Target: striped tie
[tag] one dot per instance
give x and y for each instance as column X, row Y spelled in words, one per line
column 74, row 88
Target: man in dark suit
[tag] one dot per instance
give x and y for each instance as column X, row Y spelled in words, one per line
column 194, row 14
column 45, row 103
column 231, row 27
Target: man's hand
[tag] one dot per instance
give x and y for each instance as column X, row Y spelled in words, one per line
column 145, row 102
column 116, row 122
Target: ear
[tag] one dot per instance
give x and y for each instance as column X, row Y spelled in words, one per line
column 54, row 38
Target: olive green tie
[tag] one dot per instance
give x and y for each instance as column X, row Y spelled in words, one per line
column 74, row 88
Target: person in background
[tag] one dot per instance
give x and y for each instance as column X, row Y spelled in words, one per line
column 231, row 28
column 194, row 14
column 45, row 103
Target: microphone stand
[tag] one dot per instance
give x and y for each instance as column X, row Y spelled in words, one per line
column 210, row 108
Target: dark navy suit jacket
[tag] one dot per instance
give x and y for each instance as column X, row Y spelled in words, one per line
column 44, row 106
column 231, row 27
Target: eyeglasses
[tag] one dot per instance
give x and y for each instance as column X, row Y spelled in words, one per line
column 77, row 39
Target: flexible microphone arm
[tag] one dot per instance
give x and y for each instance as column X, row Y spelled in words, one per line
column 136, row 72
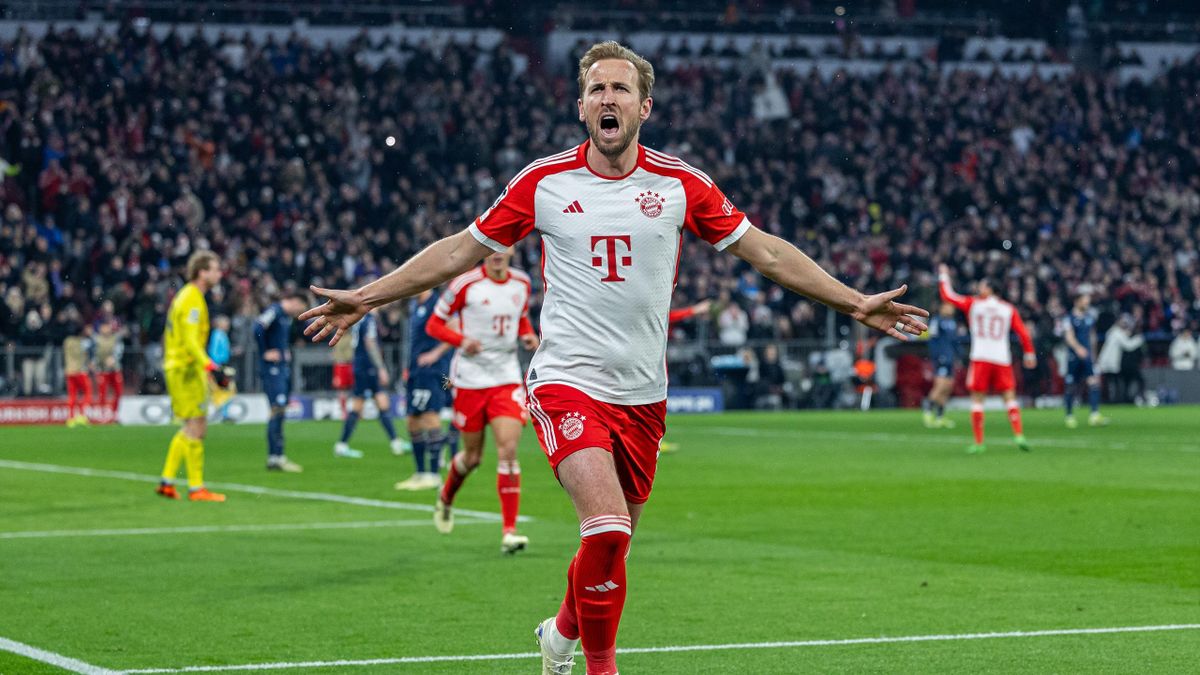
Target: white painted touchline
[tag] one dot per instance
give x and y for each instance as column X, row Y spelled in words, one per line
column 66, row 663
column 396, row 661
column 208, row 529
column 799, row 434
column 251, row 489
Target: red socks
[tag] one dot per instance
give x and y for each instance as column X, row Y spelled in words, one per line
column 1014, row 417
column 508, row 487
column 977, row 422
column 598, row 585
column 455, row 477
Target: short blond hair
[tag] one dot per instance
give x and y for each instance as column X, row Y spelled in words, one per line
column 201, row 262
column 612, row 49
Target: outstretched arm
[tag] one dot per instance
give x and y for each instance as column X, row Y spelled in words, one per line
column 789, row 267
column 437, row 263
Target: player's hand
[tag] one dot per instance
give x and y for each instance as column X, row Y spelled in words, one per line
column 897, row 320
column 342, row 309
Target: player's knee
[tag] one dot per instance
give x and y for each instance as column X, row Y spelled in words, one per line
column 606, row 536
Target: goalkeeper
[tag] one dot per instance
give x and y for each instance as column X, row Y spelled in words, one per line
column 189, row 369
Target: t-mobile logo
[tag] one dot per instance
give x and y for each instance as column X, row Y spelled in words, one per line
column 607, row 258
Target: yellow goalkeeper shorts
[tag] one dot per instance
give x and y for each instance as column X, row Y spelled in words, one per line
column 189, row 390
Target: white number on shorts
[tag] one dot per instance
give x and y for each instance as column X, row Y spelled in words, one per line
column 420, row 398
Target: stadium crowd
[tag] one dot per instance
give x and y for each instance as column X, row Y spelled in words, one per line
column 301, row 163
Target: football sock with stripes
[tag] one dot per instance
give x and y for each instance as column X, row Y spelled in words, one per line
column 599, row 584
column 352, row 419
column 455, row 476
column 508, row 487
column 1014, row 417
column 977, row 422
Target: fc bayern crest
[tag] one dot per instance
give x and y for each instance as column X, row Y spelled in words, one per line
column 651, row 203
column 571, row 425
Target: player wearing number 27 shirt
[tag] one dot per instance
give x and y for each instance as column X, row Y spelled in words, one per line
column 990, row 321
column 492, row 303
column 611, row 214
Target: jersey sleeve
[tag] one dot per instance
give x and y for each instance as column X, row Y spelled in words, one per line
column 711, row 215
column 961, row 302
column 510, row 217
column 190, row 332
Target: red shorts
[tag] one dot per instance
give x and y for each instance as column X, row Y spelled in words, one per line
column 343, row 375
column 473, row 408
column 984, row 376
column 568, row 420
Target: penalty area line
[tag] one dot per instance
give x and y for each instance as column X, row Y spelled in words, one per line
column 57, row 659
column 222, row 529
column 250, row 489
column 881, row 640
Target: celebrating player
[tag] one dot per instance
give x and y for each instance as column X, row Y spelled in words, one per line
column 371, row 380
column 943, row 350
column 77, row 365
column 429, row 369
column 611, row 214
column 273, row 329
column 109, row 344
column 1079, row 332
column 492, row 303
column 990, row 320
column 186, row 368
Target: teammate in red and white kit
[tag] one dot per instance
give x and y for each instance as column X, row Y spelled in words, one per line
column 612, row 215
column 991, row 359
column 492, row 303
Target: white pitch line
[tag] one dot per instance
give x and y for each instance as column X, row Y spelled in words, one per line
column 882, row 640
column 211, row 529
column 799, row 434
column 250, row 489
column 66, row 663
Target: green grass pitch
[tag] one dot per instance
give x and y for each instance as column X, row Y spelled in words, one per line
column 763, row 527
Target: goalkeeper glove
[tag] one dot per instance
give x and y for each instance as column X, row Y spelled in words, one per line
column 222, row 376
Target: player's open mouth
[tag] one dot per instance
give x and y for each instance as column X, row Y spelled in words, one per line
column 610, row 125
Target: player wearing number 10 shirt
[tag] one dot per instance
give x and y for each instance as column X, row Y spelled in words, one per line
column 990, row 321
column 611, row 214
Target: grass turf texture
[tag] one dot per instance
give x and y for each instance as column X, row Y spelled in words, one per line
column 765, row 527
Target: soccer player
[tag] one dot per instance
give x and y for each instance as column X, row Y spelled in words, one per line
column 492, row 303
column 611, row 214
column 187, row 368
column 371, row 380
column 1079, row 332
column 429, row 372
column 273, row 330
column 109, row 341
column 77, row 364
column 943, row 351
column 990, row 320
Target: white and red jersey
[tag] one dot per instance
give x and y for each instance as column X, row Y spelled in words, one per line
column 990, row 321
column 496, row 314
column 611, row 251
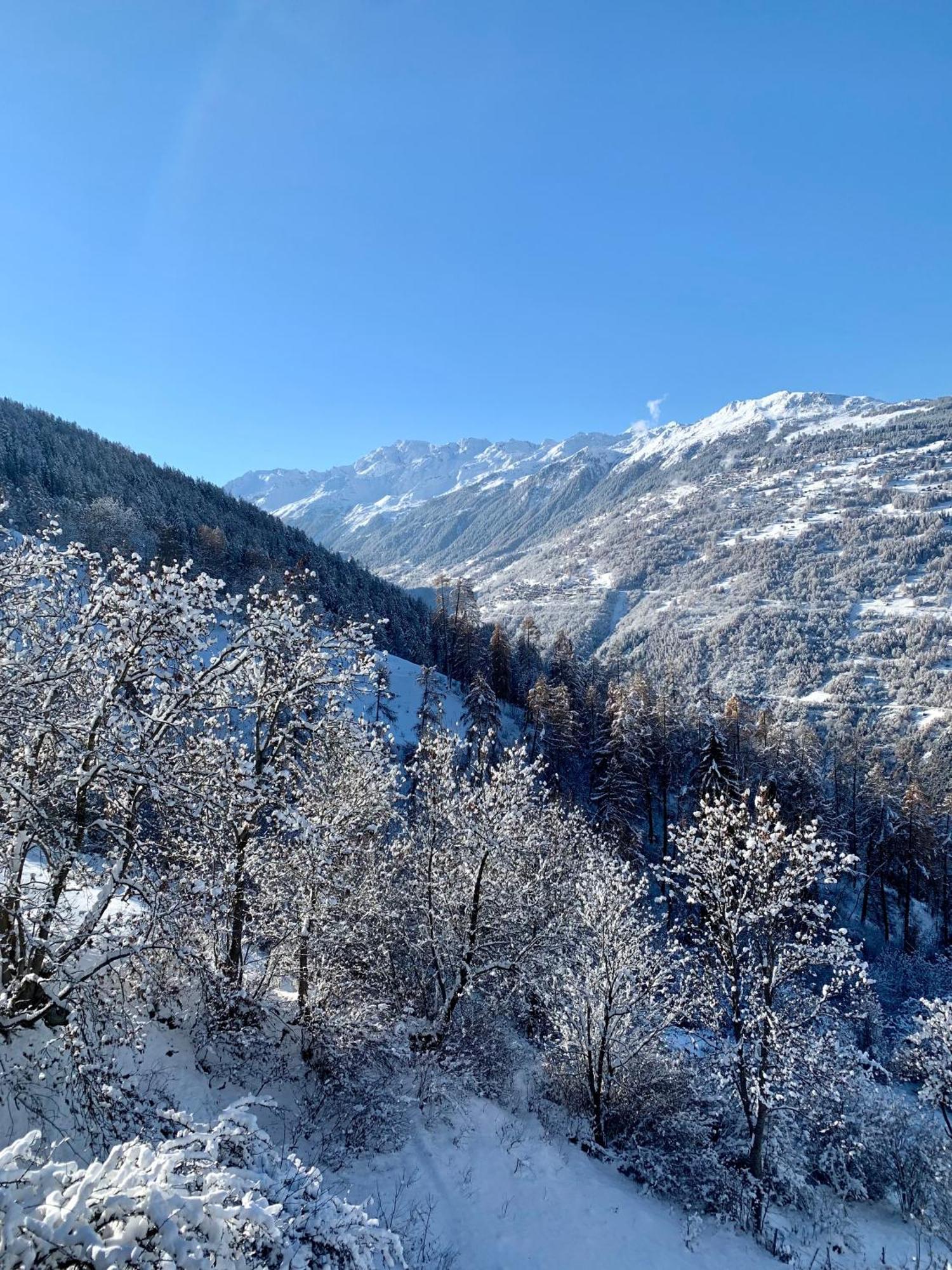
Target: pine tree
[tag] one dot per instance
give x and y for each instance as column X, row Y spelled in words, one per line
column 527, row 662
column 384, row 713
column 717, row 777
column 430, row 713
column 483, row 721
column 501, row 664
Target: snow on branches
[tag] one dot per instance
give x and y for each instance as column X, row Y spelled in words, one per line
column 218, row 1196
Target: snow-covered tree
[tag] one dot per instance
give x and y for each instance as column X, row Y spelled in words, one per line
column 767, row 948
column 479, row 879
column 210, row 1197
column 615, row 987
column 717, row 777
column 483, row 721
column 934, row 1043
column 337, row 825
column 290, row 674
column 501, row 664
column 103, row 669
column 430, row 713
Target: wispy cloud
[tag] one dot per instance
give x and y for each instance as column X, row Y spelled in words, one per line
column 654, row 410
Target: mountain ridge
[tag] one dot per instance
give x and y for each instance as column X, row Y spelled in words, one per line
column 785, row 544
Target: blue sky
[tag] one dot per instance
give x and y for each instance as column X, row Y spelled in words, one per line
column 281, row 233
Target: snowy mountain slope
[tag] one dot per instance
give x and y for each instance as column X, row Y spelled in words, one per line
column 798, row 544
column 408, row 695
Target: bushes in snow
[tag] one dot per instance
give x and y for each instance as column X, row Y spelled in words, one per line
column 218, row 1196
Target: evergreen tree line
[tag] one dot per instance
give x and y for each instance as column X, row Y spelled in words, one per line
column 111, row 498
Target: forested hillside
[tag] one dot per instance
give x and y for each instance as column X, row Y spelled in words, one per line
column 107, row 497
column 791, row 548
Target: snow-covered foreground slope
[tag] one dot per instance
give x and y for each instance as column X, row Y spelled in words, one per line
column 408, row 694
column 508, row 1197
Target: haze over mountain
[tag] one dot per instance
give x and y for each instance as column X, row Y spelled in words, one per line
column 798, row 543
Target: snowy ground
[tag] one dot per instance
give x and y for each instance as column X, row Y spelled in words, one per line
column 507, row 1197
column 502, row 1194
column 408, row 695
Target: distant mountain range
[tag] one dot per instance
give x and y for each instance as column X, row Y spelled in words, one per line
column 110, row 497
column 797, row 545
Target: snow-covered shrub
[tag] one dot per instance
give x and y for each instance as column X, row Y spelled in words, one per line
column 934, row 1047
column 612, row 994
column 218, row 1197
column 906, row 1158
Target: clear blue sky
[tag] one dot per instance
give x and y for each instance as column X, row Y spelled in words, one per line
column 280, row 233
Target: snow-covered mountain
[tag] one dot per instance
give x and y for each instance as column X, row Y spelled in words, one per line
column 790, row 539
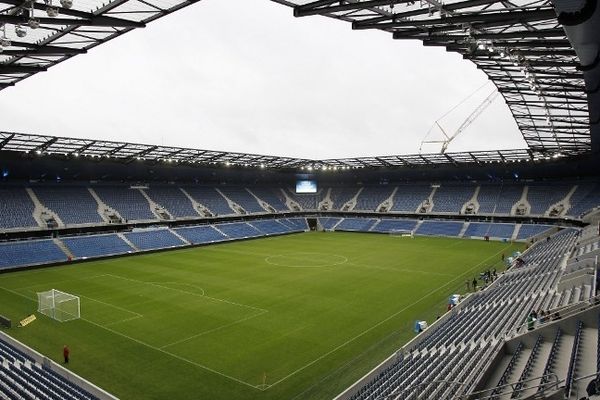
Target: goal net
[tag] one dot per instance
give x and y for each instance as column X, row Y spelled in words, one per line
column 59, row 305
column 402, row 233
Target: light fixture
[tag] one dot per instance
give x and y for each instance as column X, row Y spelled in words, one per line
column 52, row 11
column 33, row 23
column 20, row 31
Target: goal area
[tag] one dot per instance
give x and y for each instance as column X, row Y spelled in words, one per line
column 59, row 305
column 402, row 233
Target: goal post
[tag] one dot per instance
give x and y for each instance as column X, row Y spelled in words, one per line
column 402, row 233
column 59, row 305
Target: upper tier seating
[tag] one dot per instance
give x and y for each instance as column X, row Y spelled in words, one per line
column 372, row 196
column 154, row 239
column 242, row 197
column 129, row 203
column 341, row 195
column 174, row 200
column 16, row 208
column 356, row 224
column 409, row 197
column 498, row 198
column 329, row 222
column 210, row 198
column 530, row 230
column 271, row 226
column 585, row 198
column 460, row 346
column 201, row 234
column 391, row 225
column 542, row 196
column 451, row 198
column 238, row 230
column 297, row 224
column 481, row 229
column 14, row 254
column 73, row 204
column 96, row 245
column 307, row 201
column 440, row 228
column 271, row 196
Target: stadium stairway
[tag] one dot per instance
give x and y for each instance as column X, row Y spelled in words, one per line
column 462, row 343
column 555, row 360
column 41, row 213
column 184, row 240
column 124, row 238
column 64, row 248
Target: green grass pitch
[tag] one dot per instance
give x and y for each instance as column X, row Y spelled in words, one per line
column 291, row 317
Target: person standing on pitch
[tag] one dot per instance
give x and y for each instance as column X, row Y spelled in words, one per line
column 66, row 353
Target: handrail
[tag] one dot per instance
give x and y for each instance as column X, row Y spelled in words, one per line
column 513, row 385
column 596, row 374
column 572, row 309
column 417, row 386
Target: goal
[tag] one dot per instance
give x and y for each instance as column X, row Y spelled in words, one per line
column 59, row 305
column 402, row 233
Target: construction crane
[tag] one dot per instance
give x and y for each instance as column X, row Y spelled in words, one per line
column 466, row 123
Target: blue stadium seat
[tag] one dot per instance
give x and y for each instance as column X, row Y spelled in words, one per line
column 96, row 245
column 440, row 228
column 154, row 239
column 16, row 208
column 130, row 203
column 73, row 204
column 210, row 198
column 174, row 200
column 242, row 197
column 201, row 234
column 14, row 254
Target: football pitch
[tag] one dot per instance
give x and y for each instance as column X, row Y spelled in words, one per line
column 300, row 316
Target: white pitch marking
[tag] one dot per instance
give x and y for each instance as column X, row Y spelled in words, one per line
column 218, row 328
column 151, row 346
column 382, row 322
column 190, row 293
column 343, row 260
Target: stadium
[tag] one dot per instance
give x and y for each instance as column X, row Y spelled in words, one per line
column 141, row 270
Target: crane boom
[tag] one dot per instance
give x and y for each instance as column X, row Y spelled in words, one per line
column 466, row 123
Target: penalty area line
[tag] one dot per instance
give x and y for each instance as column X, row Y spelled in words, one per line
column 384, row 320
column 152, row 347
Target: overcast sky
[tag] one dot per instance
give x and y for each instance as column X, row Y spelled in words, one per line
column 245, row 75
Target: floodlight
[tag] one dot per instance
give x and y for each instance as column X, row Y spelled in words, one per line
column 33, row 23
column 20, row 31
column 52, row 11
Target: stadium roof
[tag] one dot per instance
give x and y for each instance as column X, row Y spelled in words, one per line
column 38, row 145
column 520, row 44
column 35, row 35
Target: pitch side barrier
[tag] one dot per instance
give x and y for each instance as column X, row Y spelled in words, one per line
column 65, row 373
column 5, row 322
column 412, row 344
column 135, row 253
column 29, row 233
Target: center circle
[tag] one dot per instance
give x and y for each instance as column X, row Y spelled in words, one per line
column 306, row 260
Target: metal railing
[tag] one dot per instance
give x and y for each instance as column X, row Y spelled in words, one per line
column 548, row 382
column 595, row 375
column 563, row 312
column 399, row 394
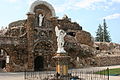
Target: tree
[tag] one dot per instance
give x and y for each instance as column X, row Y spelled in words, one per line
column 99, row 34
column 102, row 35
column 106, row 34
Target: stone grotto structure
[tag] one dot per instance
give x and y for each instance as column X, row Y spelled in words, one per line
column 31, row 43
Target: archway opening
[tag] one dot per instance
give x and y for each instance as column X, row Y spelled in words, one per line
column 39, row 63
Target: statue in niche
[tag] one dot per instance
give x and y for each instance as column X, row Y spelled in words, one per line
column 60, row 40
column 40, row 19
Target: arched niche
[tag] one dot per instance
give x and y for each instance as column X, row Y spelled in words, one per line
column 42, row 5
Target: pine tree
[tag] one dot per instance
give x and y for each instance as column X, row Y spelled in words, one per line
column 99, row 34
column 106, row 35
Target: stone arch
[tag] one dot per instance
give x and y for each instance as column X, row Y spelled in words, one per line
column 43, row 45
column 36, row 3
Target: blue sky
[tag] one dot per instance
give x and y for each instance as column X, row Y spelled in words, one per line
column 88, row 13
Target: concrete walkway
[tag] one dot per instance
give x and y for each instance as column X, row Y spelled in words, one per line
column 20, row 75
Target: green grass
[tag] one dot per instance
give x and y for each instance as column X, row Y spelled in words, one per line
column 115, row 71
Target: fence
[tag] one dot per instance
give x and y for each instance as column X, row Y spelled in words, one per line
column 74, row 74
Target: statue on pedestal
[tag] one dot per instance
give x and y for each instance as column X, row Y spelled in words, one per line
column 40, row 19
column 60, row 39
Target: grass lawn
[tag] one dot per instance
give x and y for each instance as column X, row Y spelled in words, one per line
column 113, row 72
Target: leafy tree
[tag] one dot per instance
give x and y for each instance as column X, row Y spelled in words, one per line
column 102, row 35
column 99, row 34
column 106, row 34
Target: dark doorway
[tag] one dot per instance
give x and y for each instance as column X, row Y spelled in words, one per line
column 39, row 63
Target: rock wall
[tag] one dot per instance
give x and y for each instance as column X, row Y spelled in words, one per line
column 84, row 37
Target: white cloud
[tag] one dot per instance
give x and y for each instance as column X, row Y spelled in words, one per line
column 113, row 16
column 12, row 0
column 115, row 0
column 89, row 3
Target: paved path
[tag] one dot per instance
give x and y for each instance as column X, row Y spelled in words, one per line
column 20, row 75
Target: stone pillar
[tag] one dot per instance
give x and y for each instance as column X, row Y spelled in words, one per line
column 30, row 37
column 62, row 60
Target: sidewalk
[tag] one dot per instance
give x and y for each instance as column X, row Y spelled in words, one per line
column 20, row 75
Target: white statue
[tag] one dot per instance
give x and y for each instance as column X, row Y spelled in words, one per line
column 60, row 39
column 40, row 19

• • • • • • •

WHAT YOU SHOULD DO
Your task is to output exactly the lines running from the one with "Target: grass lawn" through the final line of the material above, with both ends included.

WRITTEN SOLUTION
Target: grass lawn
[tag] one dot per instance
give x and y for each instance as column X, row Y spelled in words, one per line
column 113, row 72
Target: leafy tree
[tag] one dot per instance
give x and y for each instance as column X, row Y spelled in words, one per line
column 102, row 35
column 99, row 34
column 106, row 34
Target: dark doorway
[tag] one dot per instance
give x and y for each instance as column X, row Y spelled in words, one per line
column 39, row 63
Target: rock wall
[tag] one dot per instance
give x and y for each instance as column X, row Y spelled in words, one per line
column 84, row 37
Target: white cloud
[tag] one dot per instance
give x and y for each instance as column X, row Y spelled in words, one per line
column 113, row 16
column 12, row 0
column 115, row 0
column 89, row 3
Target: paved path
[tag] one dot per instance
give x and y for each instance as column X, row Y spelled in words, one per line
column 20, row 75
Target: stone pillar
[tag] one dot per instance
give x and y for each instance as column X, row Y spelled in words, one per line
column 30, row 37
column 62, row 60
Target: sidewalk
[tag] one dot per instance
give x and y for each instance as column X, row Y spelled in words, one per line
column 20, row 75
Target: white statue
[tag] one dot per instance
give x and y for each instance as column X, row Y spelled in words, one per line
column 60, row 39
column 40, row 19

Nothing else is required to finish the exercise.